● **Records for the task**:
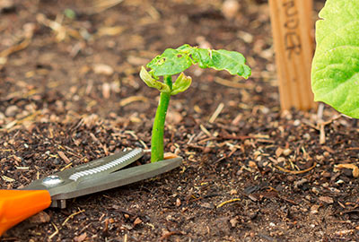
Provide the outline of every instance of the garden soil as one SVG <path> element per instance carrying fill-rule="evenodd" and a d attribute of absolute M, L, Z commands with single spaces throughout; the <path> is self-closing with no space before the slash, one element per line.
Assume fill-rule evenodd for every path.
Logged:
<path fill-rule="evenodd" d="M 138 72 L 167 48 L 240 51 L 252 76 L 191 67 L 165 126 L 180 168 L 47 209 L 0 241 L 359 240 L 358 123 L 280 110 L 267 1 L 109 2 L 0 1 L 2 189 L 148 151 L 159 93 Z"/>

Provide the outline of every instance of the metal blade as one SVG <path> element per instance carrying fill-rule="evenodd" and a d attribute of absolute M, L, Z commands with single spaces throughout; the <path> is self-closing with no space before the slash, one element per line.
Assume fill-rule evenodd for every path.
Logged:
<path fill-rule="evenodd" d="M 179 157 L 116 171 L 102 178 L 86 179 L 78 183 L 75 189 L 54 195 L 52 199 L 69 199 L 128 185 L 165 173 L 181 163 L 182 158 Z"/>

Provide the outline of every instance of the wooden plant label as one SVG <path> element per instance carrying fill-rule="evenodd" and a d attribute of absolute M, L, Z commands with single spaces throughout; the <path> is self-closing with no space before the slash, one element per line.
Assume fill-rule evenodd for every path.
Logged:
<path fill-rule="evenodd" d="M 312 0 L 269 0 L 282 109 L 315 108 L 311 88 Z"/>

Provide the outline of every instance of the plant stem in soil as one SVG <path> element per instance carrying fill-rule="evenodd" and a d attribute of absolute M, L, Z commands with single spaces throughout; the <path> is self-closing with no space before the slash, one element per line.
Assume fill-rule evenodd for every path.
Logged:
<path fill-rule="evenodd" d="M 170 90 L 172 89 L 172 77 L 171 75 L 163 76 L 163 82 L 170 87 Z M 158 103 L 156 116 L 154 117 L 153 126 L 152 129 L 151 162 L 163 160 L 164 122 L 166 119 L 170 99 L 171 92 L 161 92 L 160 101 Z"/>

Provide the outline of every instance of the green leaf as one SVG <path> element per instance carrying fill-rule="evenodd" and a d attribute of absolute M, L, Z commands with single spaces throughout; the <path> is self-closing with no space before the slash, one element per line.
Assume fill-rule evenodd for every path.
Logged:
<path fill-rule="evenodd" d="M 328 0 L 320 17 L 311 68 L 315 100 L 359 118 L 358 0 Z"/>
<path fill-rule="evenodd" d="M 150 73 L 155 76 L 174 75 L 183 72 L 192 65 L 192 60 L 183 51 L 167 48 L 163 54 L 153 59 L 147 67 Z"/>
<path fill-rule="evenodd" d="M 250 75 L 250 68 L 245 62 L 244 56 L 235 51 L 198 48 L 186 44 L 177 49 L 167 48 L 153 59 L 147 67 L 152 69 L 150 73 L 154 78 L 178 74 L 193 64 L 198 64 L 201 68 L 226 70 L 231 74 L 248 78 Z"/>
<path fill-rule="evenodd" d="M 171 95 L 173 96 L 180 92 L 185 91 L 186 90 L 188 89 L 191 82 L 192 82 L 192 78 L 181 73 L 172 85 L 172 91 L 171 91 Z"/>
<path fill-rule="evenodd" d="M 140 77 L 141 77 L 142 81 L 144 81 L 144 82 L 146 83 L 147 86 L 149 86 L 151 88 L 155 88 L 158 91 L 160 91 L 161 92 L 170 92 L 171 91 L 171 89 L 168 85 L 152 78 L 151 74 L 146 71 L 146 69 L 144 66 L 142 66 L 142 68 L 141 68 Z"/>
<path fill-rule="evenodd" d="M 243 55 L 235 51 L 195 48 L 192 50 L 192 57 L 201 68 L 226 70 L 231 74 L 238 74 L 244 78 L 250 75 L 250 68 L 245 65 L 246 59 Z"/>

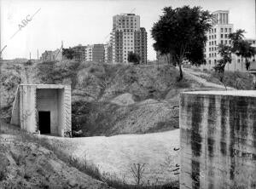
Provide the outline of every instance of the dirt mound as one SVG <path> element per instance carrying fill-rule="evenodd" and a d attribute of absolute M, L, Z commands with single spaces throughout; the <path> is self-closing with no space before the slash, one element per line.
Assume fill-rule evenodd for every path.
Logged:
<path fill-rule="evenodd" d="M 0 188 L 108 188 L 38 144 L 0 135 Z"/>
<path fill-rule="evenodd" d="M 113 104 L 117 104 L 119 106 L 127 106 L 127 105 L 132 105 L 135 103 L 133 100 L 133 95 L 129 93 L 123 94 L 121 95 L 119 95 L 115 97 L 113 100 L 112 100 L 110 102 Z"/>

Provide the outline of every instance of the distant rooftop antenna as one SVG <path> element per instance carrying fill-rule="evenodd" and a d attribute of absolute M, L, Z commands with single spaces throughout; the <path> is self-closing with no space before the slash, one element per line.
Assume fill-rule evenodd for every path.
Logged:
<path fill-rule="evenodd" d="M 59 49 L 57 54 L 55 56 L 54 59 L 55 59 L 55 58 L 58 56 L 59 53 L 61 52 L 61 50 L 62 49 L 63 49 L 63 41 L 61 41 L 61 47 L 60 48 L 60 49 Z"/>

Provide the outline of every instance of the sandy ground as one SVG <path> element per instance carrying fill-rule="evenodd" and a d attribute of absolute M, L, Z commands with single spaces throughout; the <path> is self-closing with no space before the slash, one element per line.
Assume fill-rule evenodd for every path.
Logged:
<path fill-rule="evenodd" d="M 187 77 L 190 77 L 191 79 L 200 83 L 202 83 L 205 87 L 225 89 L 224 85 L 219 85 L 211 82 L 207 82 L 206 79 L 199 77 L 200 74 L 207 75 L 207 73 L 201 73 L 201 72 L 198 73 L 191 69 L 186 69 L 186 68 L 183 69 L 183 72 L 185 73 Z M 231 87 L 227 87 L 227 89 L 233 90 L 235 89 Z"/>
<path fill-rule="evenodd" d="M 43 136 L 54 145 L 63 148 L 66 153 L 86 159 L 96 164 L 100 170 L 116 175 L 132 183 L 131 173 L 133 163 L 146 163 L 144 180 L 150 182 L 177 180 L 178 170 L 179 129 L 145 134 L 122 135 L 111 137 L 94 136 L 59 138 Z M 64 150 L 65 149 L 65 150 Z M 174 174 L 176 173 L 176 174 Z"/>
<path fill-rule="evenodd" d="M 1 125 L 2 127 L 3 125 Z M 60 160 L 53 152 L 0 132 L 0 188 L 109 188 Z"/>

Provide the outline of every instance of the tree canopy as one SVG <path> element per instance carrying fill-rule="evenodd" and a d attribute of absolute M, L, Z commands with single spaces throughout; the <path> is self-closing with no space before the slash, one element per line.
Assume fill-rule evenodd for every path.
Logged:
<path fill-rule="evenodd" d="M 133 62 L 134 64 L 139 64 L 140 60 L 141 60 L 141 57 L 139 54 L 133 53 L 133 52 L 129 52 L 129 54 L 128 54 L 128 61 L 129 62 Z"/>
<path fill-rule="evenodd" d="M 246 67 L 248 70 L 250 66 L 248 59 L 255 54 L 255 49 L 247 41 L 244 40 L 244 30 L 239 29 L 233 33 L 230 33 L 229 37 L 232 42 L 230 49 L 232 53 L 245 59 Z"/>
<path fill-rule="evenodd" d="M 227 63 L 231 63 L 231 47 L 225 44 L 218 44 L 218 53 L 222 57 L 218 60 L 218 64 L 213 67 L 219 73 L 224 73 Z M 222 78 L 221 78 L 222 82 Z"/>
<path fill-rule="evenodd" d="M 63 48 L 62 55 L 65 56 L 67 59 L 72 60 L 76 55 L 76 53 L 72 48 L 69 49 Z"/>
<path fill-rule="evenodd" d="M 206 33 L 212 28 L 212 16 L 201 7 L 189 6 L 177 9 L 166 7 L 163 14 L 151 30 L 152 37 L 155 41 L 153 46 L 161 54 L 174 55 L 174 65 L 179 66 L 181 80 L 184 60 L 196 66 L 206 62 Z"/>

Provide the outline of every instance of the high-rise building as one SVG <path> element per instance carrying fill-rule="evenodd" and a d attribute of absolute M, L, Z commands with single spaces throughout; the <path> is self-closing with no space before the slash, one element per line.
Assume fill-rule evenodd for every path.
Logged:
<path fill-rule="evenodd" d="M 92 60 L 104 62 L 104 44 L 94 44 L 92 48 Z"/>
<path fill-rule="evenodd" d="M 74 50 L 74 59 L 78 61 L 82 61 L 85 60 L 85 50 L 86 50 L 86 46 L 84 46 L 82 44 L 79 44 L 75 47 L 73 48 Z"/>
<path fill-rule="evenodd" d="M 62 49 L 57 49 L 56 50 L 45 50 L 42 54 L 40 58 L 43 61 L 54 61 L 54 60 L 62 60 Z"/>
<path fill-rule="evenodd" d="M 138 54 L 141 63 L 147 63 L 147 32 L 145 28 L 140 27 L 139 15 L 114 15 L 110 43 L 113 63 L 127 63 L 129 52 Z"/>
<path fill-rule="evenodd" d="M 221 57 L 218 54 L 218 45 L 230 45 L 231 41 L 229 34 L 233 32 L 233 25 L 229 23 L 229 11 L 218 10 L 212 13 L 213 26 L 207 32 L 207 42 L 205 49 L 207 64 L 204 68 L 212 69 Z"/>

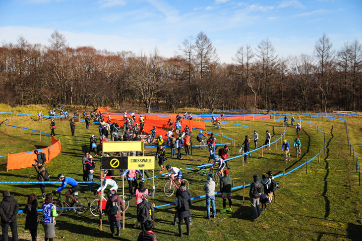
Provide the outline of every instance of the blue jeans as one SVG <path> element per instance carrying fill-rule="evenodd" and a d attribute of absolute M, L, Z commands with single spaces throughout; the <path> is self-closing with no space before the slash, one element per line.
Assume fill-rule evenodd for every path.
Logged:
<path fill-rule="evenodd" d="M 88 174 L 88 182 L 93 182 L 93 173 L 91 174 Z M 93 189 L 93 183 L 88 183 L 88 188 L 87 188 L 87 191 L 90 191 L 92 190 Z"/>
<path fill-rule="evenodd" d="M 116 221 L 116 222 L 112 222 L 111 221 L 110 221 L 110 227 L 111 229 L 113 229 L 115 228 L 115 225 L 116 225 L 116 227 L 117 228 L 120 228 L 121 227 L 121 221 Z"/>
<path fill-rule="evenodd" d="M 215 216 L 216 215 L 216 208 L 215 206 L 215 195 L 212 196 L 207 196 L 206 197 L 206 209 L 207 209 L 207 217 L 210 217 L 210 203 L 211 202 L 211 207 L 212 208 L 212 215 Z"/>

● **Description of the task**: Return the stretch of items from the line containing "Provide the outline of every instance of the sandy" through the line containing "125 L 2 127", reproducing each line verbatim.

● **Full output**:
Provide the outline of every instance of the sandy ground as one SVG <path> element per instance carrying fill-rule="evenodd" and a d attribute of absolute M, L, Z commands with single spaces throughout; the <path> is self-closing with no space before the slash, one element per line.
Assume fill-rule evenodd for every path.
Logged:
<path fill-rule="evenodd" d="M 187 77 L 190 77 L 191 79 L 200 83 L 202 83 L 205 87 L 225 89 L 224 85 L 219 85 L 211 82 L 207 82 L 206 79 L 199 77 L 200 74 L 207 75 L 207 73 L 201 73 L 201 72 L 198 73 L 191 69 L 186 69 L 186 68 L 183 69 L 183 72 L 185 73 Z M 231 87 L 227 87 L 227 89 L 233 90 L 235 89 Z"/>
<path fill-rule="evenodd" d="M 43 136 L 54 145 L 63 148 L 66 153 L 86 159 L 96 164 L 100 170 L 116 175 L 132 183 L 131 173 L 133 163 L 146 163 L 144 180 L 150 182 L 177 180 L 178 170 L 179 129 L 145 134 L 122 135 L 111 137 L 94 136 L 59 138 Z M 64 150 L 65 149 L 65 150 Z M 174 174 L 176 173 L 176 174 Z"/>
<path fill-rule="evenodd" d="M 1 125 L 2 127 L 3 125 Z M 60 160 L 53 152 L 0 132 L 0 188 L 109 188 Z"/>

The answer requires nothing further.